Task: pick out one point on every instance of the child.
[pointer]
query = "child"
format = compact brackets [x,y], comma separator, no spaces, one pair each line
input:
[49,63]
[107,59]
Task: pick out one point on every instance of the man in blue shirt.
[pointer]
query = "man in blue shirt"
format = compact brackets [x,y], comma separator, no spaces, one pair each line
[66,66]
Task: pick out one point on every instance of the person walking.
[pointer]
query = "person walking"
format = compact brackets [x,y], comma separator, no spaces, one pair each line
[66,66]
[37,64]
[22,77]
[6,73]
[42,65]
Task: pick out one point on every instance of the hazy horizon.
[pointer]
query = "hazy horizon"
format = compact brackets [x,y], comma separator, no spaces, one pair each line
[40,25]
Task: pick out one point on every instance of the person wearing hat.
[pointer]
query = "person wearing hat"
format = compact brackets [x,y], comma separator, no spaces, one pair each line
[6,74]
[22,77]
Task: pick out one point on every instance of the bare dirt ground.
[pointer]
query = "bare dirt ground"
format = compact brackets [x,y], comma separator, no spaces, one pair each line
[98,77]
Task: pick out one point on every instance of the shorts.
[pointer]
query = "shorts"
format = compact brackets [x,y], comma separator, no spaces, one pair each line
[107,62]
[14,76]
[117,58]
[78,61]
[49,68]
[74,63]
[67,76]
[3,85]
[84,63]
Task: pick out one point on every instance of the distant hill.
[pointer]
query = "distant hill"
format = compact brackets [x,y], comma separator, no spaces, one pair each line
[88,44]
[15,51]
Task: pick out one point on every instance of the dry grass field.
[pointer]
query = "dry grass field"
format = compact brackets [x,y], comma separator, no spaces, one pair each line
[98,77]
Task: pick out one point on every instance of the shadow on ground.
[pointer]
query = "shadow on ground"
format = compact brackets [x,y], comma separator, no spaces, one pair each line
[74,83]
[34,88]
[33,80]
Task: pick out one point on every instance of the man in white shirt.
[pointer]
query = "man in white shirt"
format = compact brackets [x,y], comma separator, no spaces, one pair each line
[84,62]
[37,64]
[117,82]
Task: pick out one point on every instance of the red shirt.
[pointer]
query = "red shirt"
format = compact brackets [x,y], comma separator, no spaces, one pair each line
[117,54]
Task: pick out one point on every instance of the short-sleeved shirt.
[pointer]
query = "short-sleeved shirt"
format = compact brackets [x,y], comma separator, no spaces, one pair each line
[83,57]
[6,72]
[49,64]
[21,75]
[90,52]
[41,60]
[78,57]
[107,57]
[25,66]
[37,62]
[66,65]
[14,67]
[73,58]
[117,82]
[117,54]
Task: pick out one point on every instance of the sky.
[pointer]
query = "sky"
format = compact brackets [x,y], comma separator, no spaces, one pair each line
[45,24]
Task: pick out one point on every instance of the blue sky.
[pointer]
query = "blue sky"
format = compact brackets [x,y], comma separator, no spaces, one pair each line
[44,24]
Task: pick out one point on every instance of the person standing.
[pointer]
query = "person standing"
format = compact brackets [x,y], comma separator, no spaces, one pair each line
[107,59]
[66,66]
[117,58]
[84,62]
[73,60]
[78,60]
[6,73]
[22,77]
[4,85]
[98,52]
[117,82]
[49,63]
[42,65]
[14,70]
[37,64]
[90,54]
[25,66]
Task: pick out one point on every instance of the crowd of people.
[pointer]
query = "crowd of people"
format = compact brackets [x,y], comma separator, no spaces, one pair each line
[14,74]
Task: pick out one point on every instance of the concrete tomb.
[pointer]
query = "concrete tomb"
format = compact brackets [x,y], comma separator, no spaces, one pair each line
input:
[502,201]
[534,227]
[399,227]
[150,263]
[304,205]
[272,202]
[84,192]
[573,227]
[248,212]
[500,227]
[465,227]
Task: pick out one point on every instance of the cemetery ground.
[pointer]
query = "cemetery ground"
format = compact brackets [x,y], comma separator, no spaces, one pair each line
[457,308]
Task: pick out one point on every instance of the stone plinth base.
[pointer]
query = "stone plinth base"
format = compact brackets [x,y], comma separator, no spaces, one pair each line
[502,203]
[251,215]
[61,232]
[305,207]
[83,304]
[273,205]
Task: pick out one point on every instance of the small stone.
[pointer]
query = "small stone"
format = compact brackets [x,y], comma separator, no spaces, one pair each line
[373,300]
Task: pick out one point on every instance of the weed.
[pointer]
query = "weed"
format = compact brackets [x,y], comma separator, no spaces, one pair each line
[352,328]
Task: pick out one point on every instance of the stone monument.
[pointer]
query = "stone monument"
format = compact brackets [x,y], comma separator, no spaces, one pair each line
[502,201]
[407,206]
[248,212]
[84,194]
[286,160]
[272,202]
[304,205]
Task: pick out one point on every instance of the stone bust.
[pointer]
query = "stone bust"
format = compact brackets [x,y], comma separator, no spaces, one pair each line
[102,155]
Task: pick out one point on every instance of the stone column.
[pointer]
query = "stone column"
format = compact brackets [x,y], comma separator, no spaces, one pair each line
····················
» **Problem to solve**: Echo the material word for word, starting at the line that contains "stone plinth base." and ending at the last line of the material.

» **Task answer**:
Task: pick out one point on every instance of the stone plinth base.
[pointer]
query = "stone plinth base"
format = compact brackets [x,y], comma separator, no spaces, one pair each line
[502,203]
[251,215]
[61,232]
[305,207]
[83,304]
[273,205]
Task: pick out one point on every instance of the small stone.
[pointer]
query = "small stone"
format = compact brackets [x,y], comma separator, no spaces, one pair each line
[373,300]
Task: pick out one point on every instance of the weed.
[pointer]
query = "weed"
format = compact brackets [x,y], comma separator, no spaces, one pair each line
[352,328]
Task: pick out one point on every instance of the stone monument.
[pointer]
query = "stone monument"
format = compact brackets [x,y], comma separator, no spaces, one pair each line
[502,201]
[407,206]
[248,212]
[84,194]
[286,160]
[272,202]
[304,205]
Task: pick out one point on every instance of the stone bust.
[pointer]
query = "stone bust"
format = compact brackets [x,y], comma separator, no spaces, one pair each line
[102,155]
Task: pick out one point on every instance of the stone column.
[pointer]
query = "stone column"
format = compact brackets [x,y], comma separator, no spaces, one pair each line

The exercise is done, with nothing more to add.